_TEXTO_.
● ● ● ●

Pero, en contraste con los diagnósticos desesperados acerca de las contradicciones irresolubles de la modernidad que marcan el tono de la Escuela de Frankfurt, hay en Illich el esbozo de un proyecto conceptual y político para superar esas contradicciones bajo una concepción completamente distinta de la modernidad basada en la idea de límites a la expansión económica y tecnológica. Por estas razones, es posible hablar de una «Escuela de Cuernavaca» de pensamiento crítico sobre el mundo moderno, nacida bajo la égida de las ideas illichianas.
Illich representa una llamativa excepción en el contexto de la posguerra: la de un crítico del desarrollismo —en tanto nueva versión del colonialismo— que era por completo ajeno al nacionalismo que protagonizó no pocas luchas anticoloniales. Los antecedentes de las ideas de Illich se pueden encontrar más bien en otras formas de resistencia que, como el Swaraj gandhiano, se distinguían por oponerse tanto al dominio político directo de una potencia extranjera como a la civilización en nombre de la cual se ejercía ese dominio (una civilización que, de no ofrecerle resistencia, se perpetuaría bajo las nuevas condiciones postcoloniales).
En el caso de Illich, se trataba de una crítica no solo del intervencionismo norteamericano, sino de la doctrina misma de la «modernización». Esta ausencia de la idea de nación en su pensamiento quizás ayude a entender la afinidad de sus ideas con luchas más recientes, como la de los zapatistas en Chiapas, que han representado una rebelión tanto en contra de la globalización como en contra de la idea homogeneizadora de la «nación mexicana».
Surgido en el contexto de la oposición a un proyecto de ayuda internacional para el desarrollo —la Alianza para Progreso—, el pensamiento de Illich evolucionó hacia una reflexión sobre la condición del Sur Global. Illich elaboró así una crítica que ha contribuido a revelar la manera en que la idea de desarrollo terminó convirtiéndose en el lenguaje que ha estructurado, desde la segunda mitad del siglo XX, las relaciones entre el Norte y el Sur. Sin embargo, en las décadas recientes el lenguaje de la modernización en general ha entrado en crisis, ya no solo para las naciones postcoloniales, sino para la humanidad en su conjunto.
En la medida en que los efectos contraproducentes de la industrialización capitalista se vuelven cada vez más manifiestos, los países «avanzados» se han comenzado a asemejar, de diversas maneras, a los «atrasados». Aun en los países ricos, el capital, en sus versiones digitales y financieras, genera cada vez menos empleos (o empleos cada vez más inestables, peor pagados y más precarios). Al igual que en el Sur, ahora en el Norte tiene lugar una tendencia a la abundancia del trabajo como factor de producción, una abundancia que el capital no quiere —o probablemente no puede— absorber. De igual manera, en todos los rincones del globo se empiezan a sentir intensamente los efectos del cambio climático, el producto de la transgresión de unos ciertos umbrales en la capacidad del ecosistema para soportar las consecuencias de la industrialización capitalista.
La condición histórica del Sur Global se está convirtiendo, cada vez más, en el espejo en el que el Norte puede mirar su propia imagen, o por lo menos algunos fragmentos reveladores de su futuro. En este mundo surgido tras el fin de la era desarrollo, las tesis de Iván Illich adquieren una particular relevancia: contribuyen al proyecto compartido de acrisolar nuestras ideas sobre el progreso, a la tarea de encontrar un vocabulario nuevo y diferente para imaginar un futuro común.

● ● ● ●

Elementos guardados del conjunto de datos
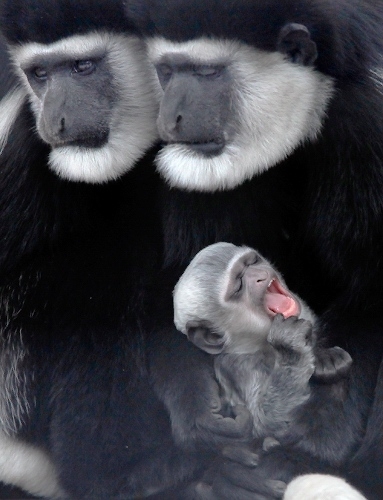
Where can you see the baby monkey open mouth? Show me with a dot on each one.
(278, 300)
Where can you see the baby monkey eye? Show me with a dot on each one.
(239, 284)
(84, 67)
(40, 73)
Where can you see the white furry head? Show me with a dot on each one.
(133, 119)
(10, 107)
(277, 105)
(321, 487)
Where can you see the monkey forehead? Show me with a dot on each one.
(201, 51)
(93, 44)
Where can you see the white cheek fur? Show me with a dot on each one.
(280, 104)
(133, 124)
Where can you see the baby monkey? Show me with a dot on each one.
(232, 303)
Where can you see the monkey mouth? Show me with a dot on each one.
(279, 301)
(91, 141)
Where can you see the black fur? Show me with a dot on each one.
(76, 263)
(335, 234)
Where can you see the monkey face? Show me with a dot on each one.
(256, 285)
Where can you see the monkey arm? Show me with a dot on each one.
(183, 378)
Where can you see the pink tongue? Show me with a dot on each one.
(279, 303)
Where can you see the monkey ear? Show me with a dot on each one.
(295, 42)
(202, 334)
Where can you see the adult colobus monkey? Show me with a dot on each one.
(76, 257)
(288, 88)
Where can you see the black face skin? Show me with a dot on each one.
(196, 105)
(75, 99)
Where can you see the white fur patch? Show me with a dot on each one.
(9, 109)
(376, 75)
(28, 467)
(321, 487)
(279, 106)
(14, 405)
(133, 124)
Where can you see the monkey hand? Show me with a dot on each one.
(290, 334)
(239, 474)
(204, 426)
(331, 364)
(217, 431)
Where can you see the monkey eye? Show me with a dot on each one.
(164, 73)
(240, 284)
(40, 73)
(84, 67)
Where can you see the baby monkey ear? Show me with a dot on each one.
(204, 336)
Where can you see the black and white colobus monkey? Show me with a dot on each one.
(291, 90)
(232, 303)
(78, 244)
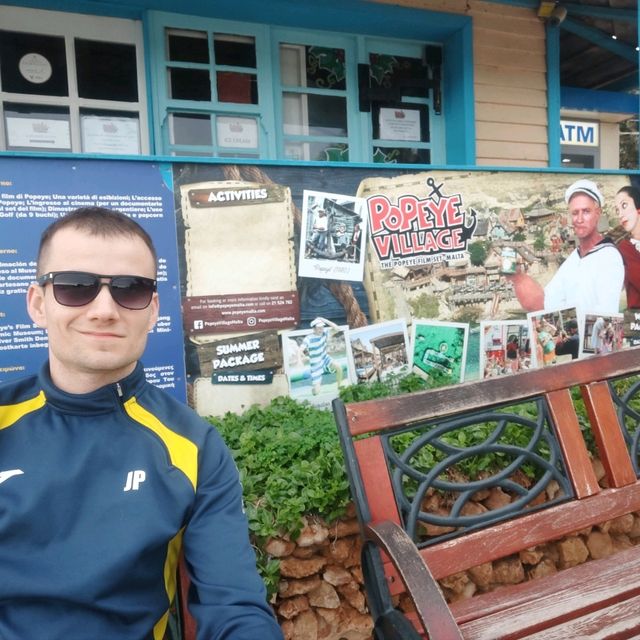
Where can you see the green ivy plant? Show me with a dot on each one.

● ● ● ●

_ACCIÓN REQUERIDA 1_. Reproduce del texto sobre Illich el fragmento que va desde "La condición histórica" hasta "un futuro común.".
_ACCIÓN REQUERIDA 2_. Según el texto sobre Illich, ¿qué forma de resistencia anterior se señala como antecedente de sus ideas?
_ACCIÓN REQUERIDA 3_. Enumera los rasgos que el texto sobre Illich atribuye a los empleos que el capital genera en los países ricos.
Los datos no intervienen en nada de lo que se pide.

_RESPUESTA ESCRITA 1_.
La condición histórica del Sur Global se está convirtiendo, cada vez más, en el espejo en el que el Norte puede mirar su propia imagen, o por lo menos algunos fragmentos reveladores de su futuro. En este mundo surgido tras el fin de la era desarrollo, las tesis de Iván Illich adquieren una particular relevancia: contribuyen al proyecto compartido de acrisolar nuestras ideas sobre el progreso, a la tarea de encontrar un vocabulario nuevo y diferente para imaginar un futuro común.

_RESPUESTA ESCRITA 2_. El Swaraj gandhiano.

_RESPUESTA ESCRITA 3_.
- Cada vez más inestables
- Peor pagados
- Más precarios